Image location labeling entries:
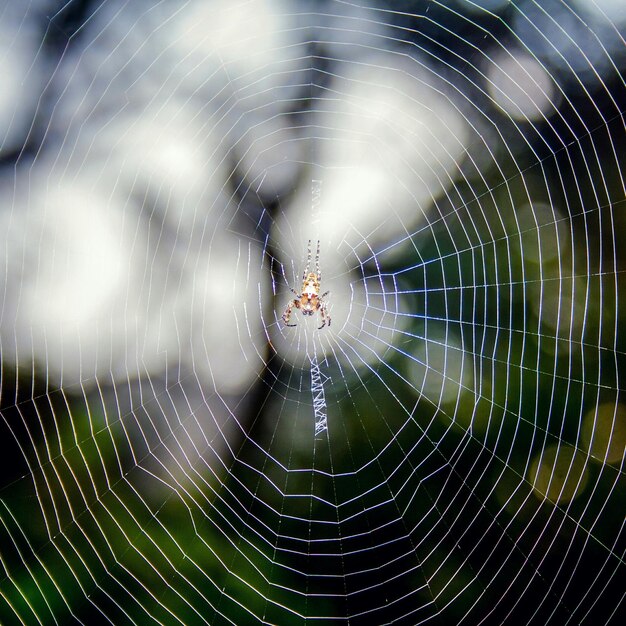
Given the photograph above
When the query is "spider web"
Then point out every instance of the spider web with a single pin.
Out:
(450, 449)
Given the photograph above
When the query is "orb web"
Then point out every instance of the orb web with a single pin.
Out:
(448, 447)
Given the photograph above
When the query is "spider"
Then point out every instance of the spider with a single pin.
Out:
(309, 301)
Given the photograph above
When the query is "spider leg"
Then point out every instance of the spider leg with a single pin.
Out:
(287, 313)
(308, 261)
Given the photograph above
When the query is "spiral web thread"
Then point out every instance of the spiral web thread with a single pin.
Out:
(167, 455)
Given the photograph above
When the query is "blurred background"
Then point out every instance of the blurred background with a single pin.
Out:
(449, 448)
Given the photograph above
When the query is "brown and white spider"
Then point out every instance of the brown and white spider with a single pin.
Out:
(309, 301)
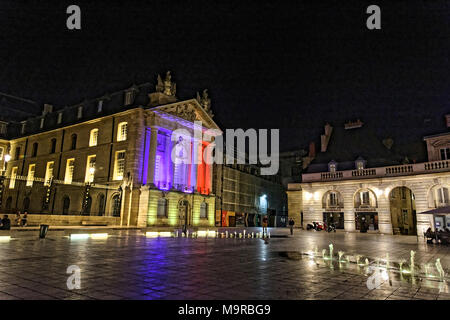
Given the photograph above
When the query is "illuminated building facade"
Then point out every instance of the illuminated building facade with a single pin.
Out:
(386, 198)
(108, 161)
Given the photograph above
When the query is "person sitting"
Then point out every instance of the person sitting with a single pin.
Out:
(6, 223)
(24, 219)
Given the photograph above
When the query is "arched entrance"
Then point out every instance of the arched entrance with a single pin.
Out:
(26, 204)
(66, 205)
(183, 213)
(115, 205)
(403, 211)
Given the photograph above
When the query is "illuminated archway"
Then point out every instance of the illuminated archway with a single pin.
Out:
(403, 211)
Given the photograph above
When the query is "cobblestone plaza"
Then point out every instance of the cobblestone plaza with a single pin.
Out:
(128, 265)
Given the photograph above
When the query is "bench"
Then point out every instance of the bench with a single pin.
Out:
(93, 224)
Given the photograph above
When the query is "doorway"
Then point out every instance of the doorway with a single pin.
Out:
(366, 221)
(403, 211)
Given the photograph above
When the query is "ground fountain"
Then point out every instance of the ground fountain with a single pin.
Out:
(439, 268)
(340, 254)
(412, 267)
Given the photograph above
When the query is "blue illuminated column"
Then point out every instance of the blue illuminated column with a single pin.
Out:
(152, 156)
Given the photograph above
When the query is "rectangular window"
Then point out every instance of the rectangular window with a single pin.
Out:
(100, 106)
(333, 199)
(93, 138)
(366, 198)
(122, 131)
(162, 207)
(70, 165)
(80, 112)
(2, 128)
(17, 153)
(30, 177)
(48, 173)
(90, 169)
(119, 165)
(12, 181)
(59, 120)
(445, 153)
(204, 210)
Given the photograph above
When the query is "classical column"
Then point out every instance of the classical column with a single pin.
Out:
(152, 156)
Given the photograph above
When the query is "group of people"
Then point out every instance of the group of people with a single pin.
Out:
(21, 221)
(441, 235)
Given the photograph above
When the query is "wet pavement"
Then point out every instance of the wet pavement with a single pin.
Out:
(128, 265)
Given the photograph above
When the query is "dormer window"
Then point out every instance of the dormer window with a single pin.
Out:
(23, 127)
(80, 112)
(2, 128)
(332, 166)
(59, 120)
(129, 97)
(360, 163)
(100, 106)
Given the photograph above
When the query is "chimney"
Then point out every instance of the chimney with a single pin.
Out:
(325, 138)
(312, 150)
(48, 108)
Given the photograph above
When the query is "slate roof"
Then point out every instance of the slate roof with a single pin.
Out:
(345, 146)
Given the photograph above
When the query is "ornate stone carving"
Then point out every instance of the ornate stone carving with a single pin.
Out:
(167, 87)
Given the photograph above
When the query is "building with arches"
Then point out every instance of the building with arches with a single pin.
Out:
(109, 160)
(386, 198)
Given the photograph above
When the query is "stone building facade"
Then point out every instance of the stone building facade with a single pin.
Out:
(386, 199)
(108, 160)
(243, 196)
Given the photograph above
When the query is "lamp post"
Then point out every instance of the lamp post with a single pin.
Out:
(6, 158)
(86, 203)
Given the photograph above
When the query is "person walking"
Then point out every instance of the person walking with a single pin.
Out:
(6, 223)
(24, 219)
(18, 219)
(291, 226)
(265, 222)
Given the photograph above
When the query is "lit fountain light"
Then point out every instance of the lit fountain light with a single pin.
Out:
(401, 263)
(387, 261)
(439, 268)
(358, 257)
(341, 253)
(413, 253)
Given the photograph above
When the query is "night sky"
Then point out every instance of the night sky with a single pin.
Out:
(267, 64)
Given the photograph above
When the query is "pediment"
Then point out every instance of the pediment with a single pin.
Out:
(189, 110)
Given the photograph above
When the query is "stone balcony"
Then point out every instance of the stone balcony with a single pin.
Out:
(391, 171)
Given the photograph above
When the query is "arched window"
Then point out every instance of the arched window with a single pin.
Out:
(365, 199)
(8, 203)
(87, 208)
(34, 150)
(162, 207)
(26, 204)
(116, 206)
(101, 204)
(122, 130)
(204, 210)
(66, 205)
(93, 137)
(332, 199)
(73, 142)
(53, 145)
(438, 197)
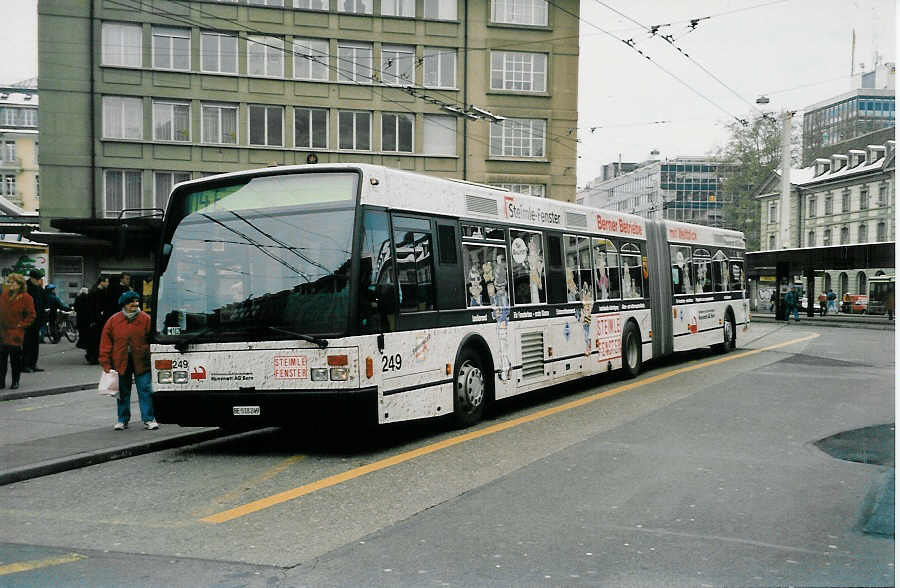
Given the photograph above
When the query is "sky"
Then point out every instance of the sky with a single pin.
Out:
(797, 52)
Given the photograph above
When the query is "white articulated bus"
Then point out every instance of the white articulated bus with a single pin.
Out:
(284, 291)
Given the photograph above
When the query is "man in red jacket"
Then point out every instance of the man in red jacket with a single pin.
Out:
(125, 347)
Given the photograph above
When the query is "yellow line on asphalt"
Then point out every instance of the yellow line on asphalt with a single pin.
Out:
(24, 566)
(263, 503)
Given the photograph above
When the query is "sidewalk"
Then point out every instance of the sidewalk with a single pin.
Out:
(41, 435)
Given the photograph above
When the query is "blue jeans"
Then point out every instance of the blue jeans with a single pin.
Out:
(123, 402)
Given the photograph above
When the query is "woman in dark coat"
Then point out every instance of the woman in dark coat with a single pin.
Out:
(16, 314)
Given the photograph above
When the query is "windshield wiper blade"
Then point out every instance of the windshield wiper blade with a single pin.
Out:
(181, 345)
(321, 343)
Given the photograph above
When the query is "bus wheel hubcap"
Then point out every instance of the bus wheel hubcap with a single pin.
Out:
(470, 387)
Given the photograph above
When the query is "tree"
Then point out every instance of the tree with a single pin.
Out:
(755, 149)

EXERCISE:
Transcribe each entry above exactly, apart from the pictures.

SOLUTION TO THE PROBLEM:
Given the photograph above
When the query is "spider web"
Then point out every instance of the spider web with a single pin.
Out:
(450, 449)
Given the photograph above
When the query is "orb web"
Then point out every instance of the orb web with a single pin.
Out:
(448, 447)
Given the photograph above
When the query is "spider"
Then point out every instance of the spider with a single pin.
Out:
(309, 301)
Given the photograph above
When the query is "spider leg"
Then point out every instance of the spider leg with a single pin.
Out:
(287, 313)
(308, 261)
Given the photograph above
When the query is "spiral web thread"
Then point out every instance of the spiral web thread with a single pin.
Out:
(167, 455)
Given the photograph above
When the query is "blurred background"
Then point out every instance of the blurred background with a single pin.
Out:
(449, 448)
Given the photograph above
When the query is "brown and white spider"
Then point out every instance of the brown and white spider with a single pin.
Out:
(309, 301)
Given the photograph above
When the query is "illuminated building facade"
Then point out every instance of the illuminated building facade with a single pin.
Out:
(386, 198)
(108, 161)
Given the photograph above
When the query is "person sitting"
Then point out every instance of the person sitting with a single pin.
Out:
(6, 223)
(24, 219)
Given the photograph above
When the query is "arched entrance"
Then point out every instance of the arched entrance with a single pin.
Out:
(26, 204)
(66, 205)
(183, 213)
(115, 205)
(403, 211)
Given the photograph above
When the query is "illuminated archway"
Then point out every instance of the illuminated archway with a single pin.
Out:
(403, 211)
Given the photograph above
When the query is "cobblestone plaza"
Then point out every instance of the cobblestone plaza with a single pin.
Out:
(128, 265)
Given the photograph above
When the query is "bench"
Then point out every instance of the bench with a single pin.
Out:
(93, 224)
Given the photograph above
When the query is "doorway"
Then point out every instance of the doorway with a single pin.
Out:
(366, 221)
(403, 211)
Given the photograph above
When the query is "ground fountain"
Then point out every instance of the ground fountain with a single pin.
Out:
(439, 268)
(340, 254)
(412, 267)
Given the photograph above
When the query is "blue illuminated column"
Then point out every instance of the blue illuminated column with a single pin.
Out:
(152, 156)
Given the photograph above
When the query is "rectangular window"
Then point out every instance of the rectangular window with a single pin.
Out:
(100, 106)
(333, 199)
(93, 138)
(366, 198)
(122, 131)
(162, 207)
(70, 165)
(80, 112)
(2, 128)
(17, 153)
(30, 177)
(48, 173)
(90, 169)
(119, 165)
(12, 181)
(59, 120)
(445, 153)
(204, 210)
Given the photograph above
When the query is "classical column"
Then point out every instance of the classical column with a single pin.
Out:
(152, 156)
Given the photograph above
When the query is "group of people"
Then point out every instance of the group of people with a single pin.
Out:
(21, 221)
(441, 235)
Given the photograph above
When the query is "wet pavement"
Then point out every instance of the wet pavement with a single pin.
Out:
(128, 265)
Given the photograph above
When the query is "dormer window"
Then point out every instance of the dormer window with a single pin.
Out:
(23, 127)
(80, 112)
(2, 128)
(332, 166)
(59, 120)
(129, 97)
(360, 163)
(100, 106)
Given the photograph above
When the query is "chimney"
Then point out every instance of the chimney with a single pin.
Out:
(325, 138)
(312, 150)
(48, 108)
Given the photograph above
When the query is "slate roof"
Then point out every instance of the slate roof with a single pin.
Out:
(345, 146)
Given the photograph above
When the query is "ornate stone carving"
Then point out every instance of the ornate stone carving with a single pin.
Out:
(167, 87)
Given the photograph above
When the query is "building with arches"
Then point out every instance of the building with arches with a single pin.
Out:
(109, 160)
(386, 198)
Given the photograph above
When the query is "stone building facade"
Then point out every instance of the stone building facade with a single pin.
Out:
(386, 199)
(108, 160)
(243, 196)
Given the photograph above
When the query is "lamp post"
Then point out every instance of the lamp post with a single pin.
Out:
(6, 158)
(86, 203)
Given the photograph above
When the query is "person walking"
Then point out every instance of the person walking with a single pin.
Out:
(6, 223)
(24, 219)
(18, 219)
(291, 226)
(265, 222)
Given the photograph above
When the query is "lit fountain light"
Then point out every instance of the lit fountain light with a single pin.
Out:
(401, 263)
(387, 261)
(439, 268)
(358, 257)
(341, 253)
(413, 253)
Given the photograph above
When the query is "night sky"
Then point out every instance of the night sky with a single pin.
Out:
(267, 64)
Given the photograph above
When the query is "pediment"
Then point out every instance of the pediment with a single pin.
Out:
(189, 110)
Given the photograph above
When the query is "stone balcony"
Then point out every instance of the stone balcony with a single pin.
Out:
(391, 171)
Given the photograph above
When the query is "arched window"
Then point out every instance of the arched window with a single pin.
Out:
(365, 199)
(8, 203)
(87, 208)
(34, 150)
(162, 207)
(26, 204)
(116, 206)
(101, 204)
(122, 130)
(204, 210)
(66, 205)
(93, 137)
(332, 199)
(73, 142)
(53, 145)
(438, 197)
Given the photograph above
When the query is "sky"
Then point out every instance of the sky with a single pin.
Out:
(797, 52)
Given the photograph above
When the query is "white articulated bus"
Then point out every instance of the white articulated bus with a single pin.
Out:
(284, 291)
Given the photograph above
When the query is "man in red jacket"
Then point out every instance of the man in red jacket with a single pin.
Out:
(125, 347)
Given the photograph above
When the query is "yellow line on asphalt"
Then point out every instance of the yellow line on asphalt with a single pin.
Out:
(24, 566)
(263, 503)
Given the photograph above
When the query is "sidewalk"
Then point out every instance of the sidewalk with a single pin.
Out:
(41, 435)
Given the photograph above
When the query is "blue jeans"
Then point out every instance of the blue jeans with a single pin.
Out:
(123, 402)
Given the photograph above
When the query is "woman in dark coat"
Then point out every instance of the woman in dark coat with a single pin.
Out:
(16, 314)
Given the photograph above
When the query is "windshield wiper blade"
Then point out every instance of the windshield wiper blade with a single pin.
Out:
(181, 345)
(321, 343)
Given the photograph above
When the query is "bus wheel hubcap"
Then point out every instance of the bus wheel hubcap with a single pin.
Out:
(470, 387)
Given the photograph above
When the query is "tree"
Then point out every instance of the tree with a single pin.
Out:
(755, 149)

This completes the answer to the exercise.